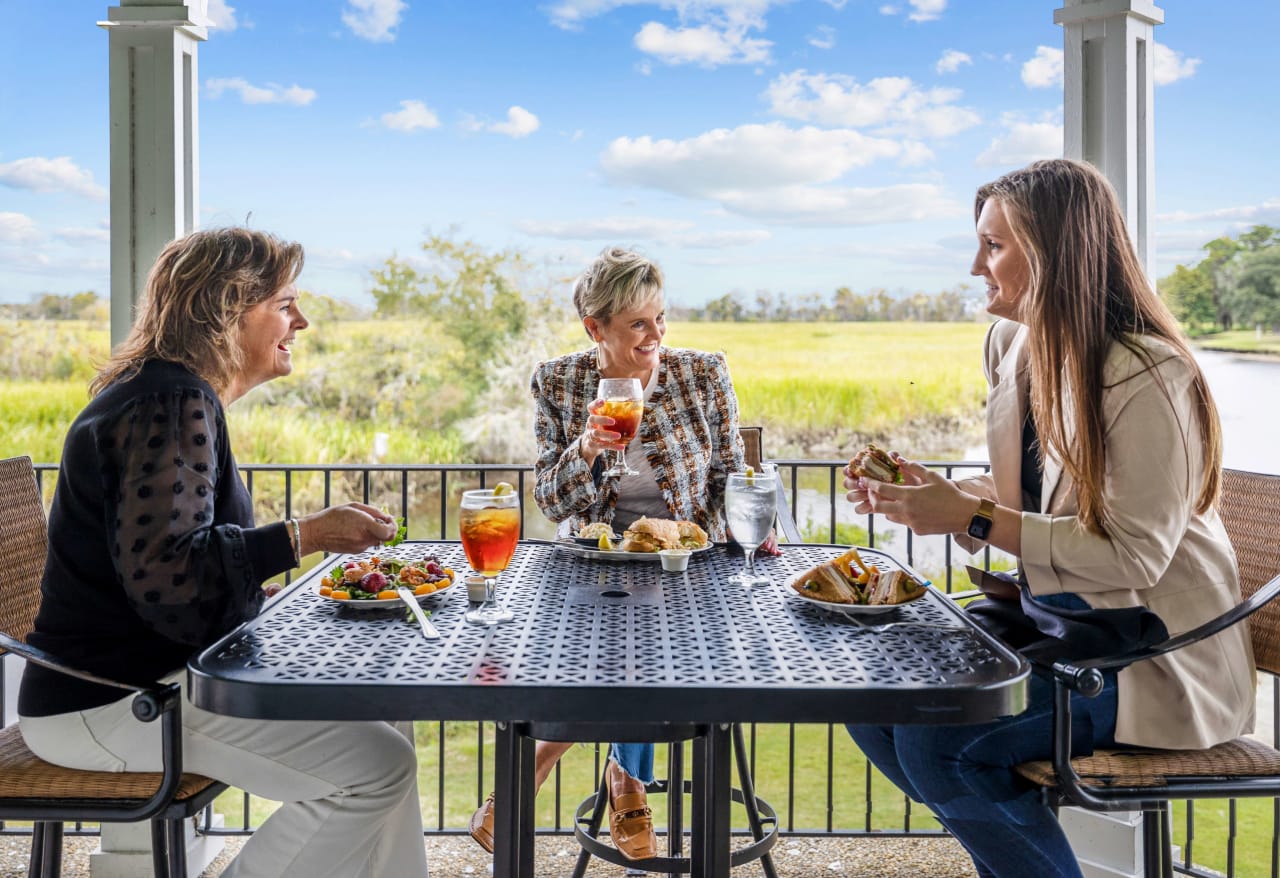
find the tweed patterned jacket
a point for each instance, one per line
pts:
(689, 435)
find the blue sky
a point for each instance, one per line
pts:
(791, 146)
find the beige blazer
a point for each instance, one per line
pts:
(1160, 553)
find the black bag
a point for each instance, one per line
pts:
(1045, 634)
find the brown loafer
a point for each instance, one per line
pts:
(631, 827)
(481, 824)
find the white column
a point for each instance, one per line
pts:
(1109, 68)
(155, 161)
(1109, 65)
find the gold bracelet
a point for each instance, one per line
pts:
(296, 542)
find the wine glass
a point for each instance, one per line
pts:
(489, 524)
(750, 506)
(624, 402)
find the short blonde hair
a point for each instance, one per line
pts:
(617, 280)
(199, 289)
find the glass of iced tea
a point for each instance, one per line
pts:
(624, 402)
(489, 522)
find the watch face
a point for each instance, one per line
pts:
(979, 527)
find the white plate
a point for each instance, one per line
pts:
(617, 554)
(840, 608)
(382, 604)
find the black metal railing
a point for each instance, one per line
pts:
(426, 497)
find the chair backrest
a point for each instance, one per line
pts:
(753, 444)
(23, 544)
(1251, 512)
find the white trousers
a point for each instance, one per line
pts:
(350, 790)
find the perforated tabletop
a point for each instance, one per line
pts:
(613, 640)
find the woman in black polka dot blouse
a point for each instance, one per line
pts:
(154, 554)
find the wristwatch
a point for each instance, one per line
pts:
(979, 526)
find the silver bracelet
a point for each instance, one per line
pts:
(296, 539)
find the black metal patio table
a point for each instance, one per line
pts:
(606, 644)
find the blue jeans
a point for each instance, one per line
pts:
(635, 759)
(964, 774)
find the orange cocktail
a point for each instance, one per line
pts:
(489, 524)
(489, 538)
(626, 415)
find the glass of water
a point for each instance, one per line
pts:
(750, 506)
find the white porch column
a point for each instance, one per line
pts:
(155, 161)
(1109, 67)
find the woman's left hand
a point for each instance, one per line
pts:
(926, 502)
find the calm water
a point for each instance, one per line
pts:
(1247, 392)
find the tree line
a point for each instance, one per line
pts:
(1237, 286)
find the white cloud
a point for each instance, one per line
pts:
(927, 10)
(1023, 142)
(704, 45)
(672, 233)
(613, 228)
(222, 17)
(891, 104)
(570, 14)
(823, 37)
(778, 174)
(272, 92)
(83, 236)
(951, 60)
(412, 115)
(1171, 67)
(17, 228)
(810, 205)
(922, 10)
(1243, 213)
(1045, 71)
(749, 156)
(60, 174)
(374, 19)
(520, 123)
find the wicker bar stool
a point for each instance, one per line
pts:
(1148, 780)
(35, 790)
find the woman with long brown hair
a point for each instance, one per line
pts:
(1106, 460)
(154, 554)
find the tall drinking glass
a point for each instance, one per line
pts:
(750, 506)
(490, 525)
(624, 402)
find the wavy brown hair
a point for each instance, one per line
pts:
(1087, 291)
(196, 295)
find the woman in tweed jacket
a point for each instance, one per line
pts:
(688, 437)
(686, 446)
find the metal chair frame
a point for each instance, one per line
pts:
(26, 535)
(1086, 677)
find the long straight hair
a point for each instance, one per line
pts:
(1087, 291)
(199, 289)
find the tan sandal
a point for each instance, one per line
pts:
(481, 824)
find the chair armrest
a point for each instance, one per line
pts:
(152, 699)
(1086, 675)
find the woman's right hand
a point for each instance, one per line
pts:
(344, 529)
(598, 437)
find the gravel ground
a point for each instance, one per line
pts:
(457, 856)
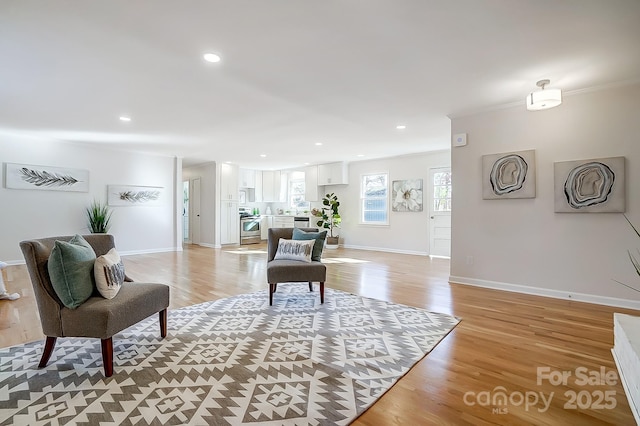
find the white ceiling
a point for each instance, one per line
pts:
(293, 72)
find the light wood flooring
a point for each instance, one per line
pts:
(501, 341)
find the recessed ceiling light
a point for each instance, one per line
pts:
(211, 57)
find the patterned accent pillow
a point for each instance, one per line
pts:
(70, 268)
(109, 273)
(294, 250)
(319, 237)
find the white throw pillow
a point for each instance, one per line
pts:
(108, 271)
(294, 250)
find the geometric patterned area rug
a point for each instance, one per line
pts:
(235, 361)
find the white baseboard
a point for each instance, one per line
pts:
(209, 245)
(548, 292)
(387, 250)
(160, 250)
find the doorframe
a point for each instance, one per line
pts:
(432, 213)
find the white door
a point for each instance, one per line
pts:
(195, 211)
(185, 212)
(440, 212)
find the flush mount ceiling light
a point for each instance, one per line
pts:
(211, 57)
(543, 98)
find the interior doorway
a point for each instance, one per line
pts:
(186, 238)
(440, 212)
(194, 203)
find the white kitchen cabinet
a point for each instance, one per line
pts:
(257, 192)
(272, 188)
(229, 223)
(333, 174)
(283, 221)
(229, 190)
(311, 190)
(247, 178)
(266, 222)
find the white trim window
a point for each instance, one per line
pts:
(297, 192)
(374, 199)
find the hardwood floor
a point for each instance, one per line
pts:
(499, 345)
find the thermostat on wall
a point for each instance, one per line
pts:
(460, 139)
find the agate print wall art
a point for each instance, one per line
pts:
(509, 175)
(590, 186)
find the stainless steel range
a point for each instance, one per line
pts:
(249, 227)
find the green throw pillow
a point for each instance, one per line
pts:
(71, 271)
(299, 234)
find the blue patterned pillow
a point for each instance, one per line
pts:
(109, 273)
(294, 250)
(319, 237)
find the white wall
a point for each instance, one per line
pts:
(26, 214)
(408, 232)
(207, 174)
(512, 243)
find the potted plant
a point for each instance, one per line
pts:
(329, 218)
(98, 217)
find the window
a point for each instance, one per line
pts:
(296, 192)
(442, 191)
(374, 199)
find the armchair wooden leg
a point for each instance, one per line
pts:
(272, 289)
(107, 356)
(49, 344)
(163, 323)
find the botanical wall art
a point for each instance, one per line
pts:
(509, 175)
(589, 186)
(26, 176)
(129, 195)
(407, 195)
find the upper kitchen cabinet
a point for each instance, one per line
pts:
(333, 174)
(229, 183)
(247, 178)
(273, 188)
(311, 189)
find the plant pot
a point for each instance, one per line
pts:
(332, 242)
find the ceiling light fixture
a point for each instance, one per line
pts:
(211, 57)
(543, 99)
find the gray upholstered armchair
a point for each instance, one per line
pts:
(283, 271)
(97, 317)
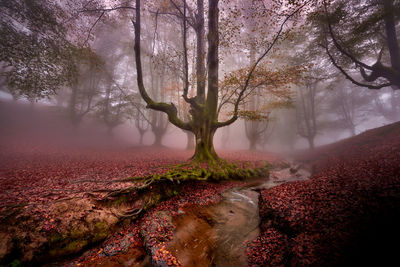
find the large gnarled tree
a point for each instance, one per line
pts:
(204, 106)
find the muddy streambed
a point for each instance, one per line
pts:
(214, 235)
(217, 235)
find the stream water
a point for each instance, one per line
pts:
(216, 235)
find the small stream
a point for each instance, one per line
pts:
(217, 235)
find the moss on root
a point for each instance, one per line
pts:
(221, 171)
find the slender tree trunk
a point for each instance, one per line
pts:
(253, 144)
(158, 135)
(311, 143)
(141, 135)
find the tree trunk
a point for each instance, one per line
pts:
(190, 145)
(253, 142)
(353, 131)
(311, 143)
(141, 134)
(205, 146)
(158, 135)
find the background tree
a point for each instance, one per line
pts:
(204, 121)
(357, 32)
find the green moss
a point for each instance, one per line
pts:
(70, 248)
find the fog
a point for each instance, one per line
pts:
(302, 92)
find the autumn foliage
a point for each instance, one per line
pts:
(346, 214)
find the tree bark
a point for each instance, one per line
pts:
(190, 145)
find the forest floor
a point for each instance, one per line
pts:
(347, 212)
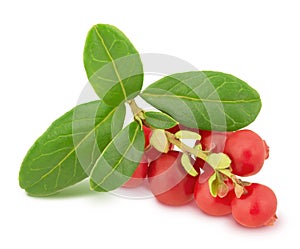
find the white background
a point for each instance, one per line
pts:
(42, 75)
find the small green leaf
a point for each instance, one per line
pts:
(159, 120)
(66, 152)
(213, 185)
(218, 161)
(183, 134)
(205, 100)
(159, 140)
(112, 64)
(119, 159)
(186, 163)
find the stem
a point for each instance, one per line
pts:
(198, 153)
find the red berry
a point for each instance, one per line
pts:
(147, 134)
(138, 176)
(168, 180)
(215, 206)
(247, 152)
(256, 208)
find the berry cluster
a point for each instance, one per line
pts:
(211, 180)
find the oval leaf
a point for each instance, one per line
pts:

**EXERCISE PROMPT:**
Are you able to set down all the lines above exactly, without any pictures?

**EXERCISE RESPONSE:**
find the tweed patterned jacket
a point for each instance, one per line
pts:
(689, 435)
find the blue sky
a point for each instance, one per line
pts:
(791, 146)
find the beige blazer
a point for each instance, one per line
pts:
(1160, 553)
find the black bag
a point for each instance, one per line
pts:
(1045, 634)
find the brown loafer
a point for each instance, one per line
pts:
(631, 827)
(481, 824)
find the white column
a point for each instance, one per line
pts:
(1109, 68)
(155, 161)
(1109, 65)
find the gold bracelet
a point for each instance, one per line
pts:
(296, 542)
find the wine glass
a point for each instance, one per line
pts:
(489, 524)
(750, 506)
(624, 402)
find the short blonde hair
a point for each instance, one per line
pts:
(617, 280)
(199, 289)
find the glass of iced tea
a point for each instance, one per line
pts:
(624, 402)
(489, 522)
find the watch face
a point for each instance, one per line
pts:
(979, 527)
find the white plate
a point for each instance, one per line
pts:
(617, 554)
(840, 608)
(382, 604)
find the black metal railing
a point for each instance, one per line
pts:
(426, 497)
find the chair backrest
a point for each instance, one per line
pts:
(753, 444)
(23, 544)
(1251, 512)
find the white trousers
a point for each instance, one per line
pts:
(350, 790)
find the perforated tabletop
a point for each instance, one per line
pts:
(613, 640)
find the woman in black polka dot blouse
a point for each instance, one per line
pts:
(154, 554)
find the wristwatch
a point for each instance, one per line
pts:
(979, 526)
find the silver bracelet
a point for each instance, one per line
pts:
(296, 539)
find the black metal patio table
a point for each instance, one per line
pts:
(606, 644)
find the blue jeans
a point for each instance, one per line
pts:
(635, 759)
(964, 774)
find the orange cocktail
a point for each instance, one per line
pts:
(489, 524)
(489, 538)
(626, 415)
find the glass of water
a point for each instance, one per line
pts:
(750, 506)
find the white porch column
a point for each instance, one per line
pts:
(155, 161)
(1109, 67)
find the woman's left hand
a point for each instance, one per line
pts:
(926, 502)
find the calm water
a point for each instance, one per line
pts:
(1247, 392)
find the tree line
a point for each instance, one per line
pts:
(1237, 286)
find the white cloud
a point for each instance, one per line
pts:
(927, 10)
(1023, 142)
(704, 45)
(672, 233)
(613, 228)
(222, 17)
(891, 104)
(570, 14)
(823, 37)
(778, 174)
(272, 92)
(83, 236)
(951, 60)
(412, 115)
(1171, 67)
(17, 228)
(810, 205)
(922, 10)
(1243, 213)
(1045, 71)
(749, 156)
(60, 174)
(374, 19)
(520, 123)
find the wicker bar stool
a point for each instance, one per line
pts:
(1148, 780)
(35, 790)
find the woman with long brown hair
a point for each instance, one per line
pts:
(1106, 460)
(154, 554)
find the tall drinking glass
a point for each instance, one per line
pts:
(750, 506)
(490, 525)
(624, 402)
find the wavy brown hair
a point for each instance, one per line
pts:
(1087, 291)
(196, 295)
find the woman in tweed jacket
a point for each instance, one per line
pts:
(688, 437)
(686, 446)
find the metal chair frame
a point for each instance, one per line
pts:
(26, 535)
(1086, 677)
find the long straight hair
a point for each instance, one per line
pts:
(1087, 291)
(199, 289)
find the tan sandal
a point for each instance, one per line
pts:
(481, 824)
find the chair armrest
a point for each instance, one per line
pts:
(152, 699)
(1086, 675)
find the woman's right hand
a point for each instance, one per line
pts:
(344, 529)
(598, 437)
find the gravel ground
a point for each instance, one per line
pts:
(457, 856)
find the white ceiling
a point for each instance, one per line
pts:
(293, 72)
find the light wood flooring
a point for each instance, one per line
pts:
(501, 341)
find the recessed ceiling light
a point for each instance, one per line
pts:
(211, 57)
find the patterned accent pillow
a point for each instance, one per line
pts:
(70, 268)
(109, 273)
(294, 250)
(319, 237)
find the white throw pillow
a point for each instance, one per line
pts:
(108, 271)
(294, 250)
find the geometric patterned area rug
a point for each instance, one per line
pts:
(235, 361)
find the white baseboard
a point for each instance, one per line
pts:
(209, 245)
(548, 292)
(387, 250)
(160, 250)
find the doorframe
a point for each instance, one per line
pts:
(432, 213)
find the white door
a point for each instance, one per line
pts:
(195, 211)
(185, 212)
(440, 212)
find the flush mount ceiling light
a point for each instance, one per line
pts:
(211, 57)
(543, 98)
find the interior doorway
a point for each instance, one per line
pts:
(186, 238)
(440, 212)
(194, 203)
find the white kitchen cabinet
a point for each instance, one per line
pts:
(257, 192)
(272, 188)
(229, 223)
(333, 174)
(283, 221)
(229, 190)
(311, 190)
(247, 178)
(266, 222)
find the white trim window
a point for each instance, one per line
pts:
(297, 192)
(374, 199)
find the hardwood floor
a point for each instance, one per line
pts:
(499, 345)
find the thermostat on wall
a point for each instance, one per line
pts:
(460, 139)
find the agate print wall art
a point for each instance, one per line
pts:
(509, 175)
(590, 186)
find the stainless steel range
a point for each instance, one per line
pts:
(249, 227)
find the green throw pillow
a point for each instance, one per line
pts:
(71, 271)
(299, 234)
find the blue patterned pillow
a point for each instance, one per line
pts:
(109, 273)
(294, 250)
(319, 237)
find the white wall
a point for each instance, one per line
pts:
(26, 214)
(408, 232)
(207, 174)
(512, 243)
find the potted plant
a point for each instance, one per line
pts:
(329, 218)
(98, 217)
find the window
a point for each instance, one per line
pts:
(296, 192)
(442, 191)
(374, 199)
find the armchair wooden leg
a point for each instance, one per line
pts:
(272, 289)
(107, 356)
(49, 344)
(163, 323)
find the botanical wall art
a point for each instance, one per line
pts:
(509, 175)
(589, 186)
(26, 176)
(129, 195)
(407, 195)
find the upper kitchen cabinet
a point for each instance, one per line
pts:
(333, 174)
(229, 183)
(247, 178)
(273, 188)
(311, 189)
find the plant pot
a point for each instance, one per line
pts:
(332, 242)
find the ceiling light fixture
a point for each instance, one per line
pts:
(211, 57)
(543, 99)
find the gray upholstered armchair
a point for each instance, one per line
pts:
(283, 271)
(97, 317)
find the large gnarled tree
a point for each instance, one per line
pts:
(204, 106)
find the muddy streambed
a point for each instance, one per line
pts:
(214, 235)
(217, 235)
find the stream water
a point for each instance, one per line
pts:
(216, 235)
find the small stream
a point for each instance, one per line
pts:
(217, 235)
find the moss on root
a point for each instance, one per line
pts:
(221, 171)
find the slender tree trunk
a point for each instance, one per line
pts:
(253, 144)
(158, 135)
(311, 143)
(141, 135)
find the tree trunk
a point for each instance, one per line
pts:
(190, 145)
(253, 142)
(353, 131)
(311, 143)
(141, 134)
(205, 146)
(158, 135)
find the background tree
a point for each instance, one per line
pts:
(204, 121)
(357, 32)
find the green moss
a point for each instance, one per line
pts:
(70, 248)
find the fog
a point for each instance, one per line
pts:
(302, 92)
find the autumn foliage
a point for each instance, one per line
pts:
(346, 214)
find the tree bark
a point for each instance, one per line
pts:
(190, 145)
find the forest floor
a point for each instance, one per line
pts:
(347, 212)
find the white background
a point for each instance, one per line
pts:
(42, 75)
find the small green leaf
a point for each instance, one per line
pts:
(159, 120)
(66, 152)
(213, 185)
(218, 161)
(183, 134)
(205, 100)
(159, 140)
(112, 64)
(119, 159)
(186, 163)
find the stem
a point for each instance, one per line
pts:
(198, 153)
find the red berry
a point for each instance, one per line
pts:
(147, 134)
(138, 176)
(168, 180)
(215, 206)
(247, 152)
(256, 208)
find the berry cluster
a point for each instance, one per line
pts:
(211, 180)
find the oval leaf
a point for each instance, one per line
pts:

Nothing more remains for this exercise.